**Work instructions**
Beginning with the line where "Would you be able to point to the blue" occurs, set down each line of the records through the final one, exactly and without additions.

____________

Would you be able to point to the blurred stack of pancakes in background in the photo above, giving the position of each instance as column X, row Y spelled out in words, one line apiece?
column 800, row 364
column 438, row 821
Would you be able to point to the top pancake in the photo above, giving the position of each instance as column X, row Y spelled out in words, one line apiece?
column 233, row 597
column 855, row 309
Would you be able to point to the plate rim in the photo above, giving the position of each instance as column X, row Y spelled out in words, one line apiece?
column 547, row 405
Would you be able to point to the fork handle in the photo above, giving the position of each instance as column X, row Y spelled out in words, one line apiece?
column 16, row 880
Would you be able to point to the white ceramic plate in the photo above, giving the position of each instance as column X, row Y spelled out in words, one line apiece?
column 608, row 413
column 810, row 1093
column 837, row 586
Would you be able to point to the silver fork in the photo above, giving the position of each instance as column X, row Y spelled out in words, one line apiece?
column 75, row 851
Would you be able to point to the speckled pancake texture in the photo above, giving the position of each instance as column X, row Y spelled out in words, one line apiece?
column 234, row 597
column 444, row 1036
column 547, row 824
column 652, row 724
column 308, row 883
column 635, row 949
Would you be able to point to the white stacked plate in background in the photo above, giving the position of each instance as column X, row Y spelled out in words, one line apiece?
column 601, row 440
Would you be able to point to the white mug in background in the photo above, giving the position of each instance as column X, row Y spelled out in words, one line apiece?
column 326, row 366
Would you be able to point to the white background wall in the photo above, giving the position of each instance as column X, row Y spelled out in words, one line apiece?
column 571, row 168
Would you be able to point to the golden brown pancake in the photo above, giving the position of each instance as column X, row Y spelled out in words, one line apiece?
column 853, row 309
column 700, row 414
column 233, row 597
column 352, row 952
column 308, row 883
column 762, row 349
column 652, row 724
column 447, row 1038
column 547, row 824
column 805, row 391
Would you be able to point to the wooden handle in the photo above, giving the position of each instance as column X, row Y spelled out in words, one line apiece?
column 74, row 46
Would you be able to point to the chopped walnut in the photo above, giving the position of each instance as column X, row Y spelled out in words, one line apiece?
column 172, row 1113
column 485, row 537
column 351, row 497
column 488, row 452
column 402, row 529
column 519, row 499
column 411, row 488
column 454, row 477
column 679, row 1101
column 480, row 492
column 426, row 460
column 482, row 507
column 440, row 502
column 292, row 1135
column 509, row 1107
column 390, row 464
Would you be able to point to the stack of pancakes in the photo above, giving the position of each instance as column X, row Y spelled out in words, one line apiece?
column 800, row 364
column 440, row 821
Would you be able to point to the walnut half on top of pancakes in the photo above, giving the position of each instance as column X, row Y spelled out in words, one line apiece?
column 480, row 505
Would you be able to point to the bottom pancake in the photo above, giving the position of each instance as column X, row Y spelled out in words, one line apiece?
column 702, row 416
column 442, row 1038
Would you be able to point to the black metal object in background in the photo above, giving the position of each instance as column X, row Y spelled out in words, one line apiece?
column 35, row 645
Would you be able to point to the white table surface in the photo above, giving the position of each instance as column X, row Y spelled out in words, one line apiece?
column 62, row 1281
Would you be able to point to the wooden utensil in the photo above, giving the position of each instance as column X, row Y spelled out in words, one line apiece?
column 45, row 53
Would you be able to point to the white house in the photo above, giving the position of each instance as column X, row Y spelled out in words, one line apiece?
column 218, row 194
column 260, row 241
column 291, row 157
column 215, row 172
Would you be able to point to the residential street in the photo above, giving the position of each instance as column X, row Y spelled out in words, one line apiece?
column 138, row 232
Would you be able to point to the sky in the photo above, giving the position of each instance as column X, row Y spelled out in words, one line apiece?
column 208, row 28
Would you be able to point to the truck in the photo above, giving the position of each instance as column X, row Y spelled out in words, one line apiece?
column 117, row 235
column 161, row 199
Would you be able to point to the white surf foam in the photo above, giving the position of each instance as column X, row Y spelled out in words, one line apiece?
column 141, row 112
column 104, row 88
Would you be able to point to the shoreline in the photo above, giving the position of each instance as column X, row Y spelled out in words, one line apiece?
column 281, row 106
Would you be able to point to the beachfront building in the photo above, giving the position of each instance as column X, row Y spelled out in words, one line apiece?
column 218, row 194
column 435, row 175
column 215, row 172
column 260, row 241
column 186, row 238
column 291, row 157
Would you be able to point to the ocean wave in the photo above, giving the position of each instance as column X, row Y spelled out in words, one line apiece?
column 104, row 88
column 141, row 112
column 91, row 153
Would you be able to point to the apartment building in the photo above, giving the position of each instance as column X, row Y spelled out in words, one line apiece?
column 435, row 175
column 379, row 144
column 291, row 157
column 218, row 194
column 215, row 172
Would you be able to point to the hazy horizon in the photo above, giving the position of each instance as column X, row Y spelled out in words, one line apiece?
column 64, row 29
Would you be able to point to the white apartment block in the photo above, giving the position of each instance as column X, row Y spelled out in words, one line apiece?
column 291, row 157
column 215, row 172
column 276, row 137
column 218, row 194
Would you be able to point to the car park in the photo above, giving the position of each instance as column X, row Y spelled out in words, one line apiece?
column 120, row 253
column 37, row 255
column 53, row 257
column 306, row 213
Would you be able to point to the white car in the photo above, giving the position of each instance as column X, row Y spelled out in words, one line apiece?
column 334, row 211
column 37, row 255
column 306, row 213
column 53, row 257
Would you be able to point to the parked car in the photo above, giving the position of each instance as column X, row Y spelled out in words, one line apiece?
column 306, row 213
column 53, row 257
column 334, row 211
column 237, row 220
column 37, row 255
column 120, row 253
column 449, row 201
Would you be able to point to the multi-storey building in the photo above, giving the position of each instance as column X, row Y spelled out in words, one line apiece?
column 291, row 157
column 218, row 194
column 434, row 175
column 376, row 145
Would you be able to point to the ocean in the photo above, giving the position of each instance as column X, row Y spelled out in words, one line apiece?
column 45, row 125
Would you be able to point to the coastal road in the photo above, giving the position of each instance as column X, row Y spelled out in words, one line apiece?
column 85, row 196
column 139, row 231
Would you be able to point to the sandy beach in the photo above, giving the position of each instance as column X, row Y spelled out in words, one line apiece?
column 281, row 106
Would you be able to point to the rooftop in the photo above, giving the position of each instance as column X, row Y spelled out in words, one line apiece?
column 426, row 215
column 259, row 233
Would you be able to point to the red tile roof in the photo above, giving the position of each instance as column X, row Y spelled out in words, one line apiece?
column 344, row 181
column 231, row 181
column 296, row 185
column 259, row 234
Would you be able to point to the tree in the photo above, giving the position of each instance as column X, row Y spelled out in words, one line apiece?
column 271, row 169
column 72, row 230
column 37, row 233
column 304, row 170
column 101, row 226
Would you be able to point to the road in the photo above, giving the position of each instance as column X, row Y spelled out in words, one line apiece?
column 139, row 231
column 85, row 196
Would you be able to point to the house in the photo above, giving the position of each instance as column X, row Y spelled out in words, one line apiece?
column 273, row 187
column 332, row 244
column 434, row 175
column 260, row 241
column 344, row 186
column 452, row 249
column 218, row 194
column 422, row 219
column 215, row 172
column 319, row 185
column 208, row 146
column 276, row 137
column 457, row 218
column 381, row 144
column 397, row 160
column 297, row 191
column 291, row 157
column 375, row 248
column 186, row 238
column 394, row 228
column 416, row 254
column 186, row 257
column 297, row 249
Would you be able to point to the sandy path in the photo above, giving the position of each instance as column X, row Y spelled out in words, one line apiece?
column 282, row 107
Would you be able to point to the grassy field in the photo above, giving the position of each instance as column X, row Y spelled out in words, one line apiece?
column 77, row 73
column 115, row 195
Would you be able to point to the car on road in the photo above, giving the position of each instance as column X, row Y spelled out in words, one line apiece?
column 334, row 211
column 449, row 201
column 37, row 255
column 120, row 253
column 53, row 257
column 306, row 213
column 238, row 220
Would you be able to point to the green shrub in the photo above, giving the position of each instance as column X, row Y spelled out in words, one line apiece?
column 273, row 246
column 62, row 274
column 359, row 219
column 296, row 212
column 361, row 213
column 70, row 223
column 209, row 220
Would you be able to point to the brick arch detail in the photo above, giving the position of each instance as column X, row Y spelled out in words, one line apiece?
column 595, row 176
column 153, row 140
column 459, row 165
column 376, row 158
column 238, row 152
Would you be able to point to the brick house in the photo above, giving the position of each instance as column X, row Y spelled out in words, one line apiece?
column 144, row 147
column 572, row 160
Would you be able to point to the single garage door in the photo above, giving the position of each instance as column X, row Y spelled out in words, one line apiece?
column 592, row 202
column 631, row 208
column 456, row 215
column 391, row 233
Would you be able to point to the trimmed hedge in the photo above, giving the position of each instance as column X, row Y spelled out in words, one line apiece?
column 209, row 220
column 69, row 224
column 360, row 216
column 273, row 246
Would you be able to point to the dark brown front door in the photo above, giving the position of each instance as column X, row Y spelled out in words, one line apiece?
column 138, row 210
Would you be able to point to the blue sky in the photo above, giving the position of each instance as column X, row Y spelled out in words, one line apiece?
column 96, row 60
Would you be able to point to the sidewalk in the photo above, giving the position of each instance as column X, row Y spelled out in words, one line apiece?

____________

**Response**
Would you be able to point to the blue sky in the photo above, giving the position of each instance as column X, row Y spelled out in words, one line apiece?
column 96, row 60
Would you be able to point to the sidewalk in the photo above, giving the position of each instance as column X, row Y spelled out in words, one line apiece?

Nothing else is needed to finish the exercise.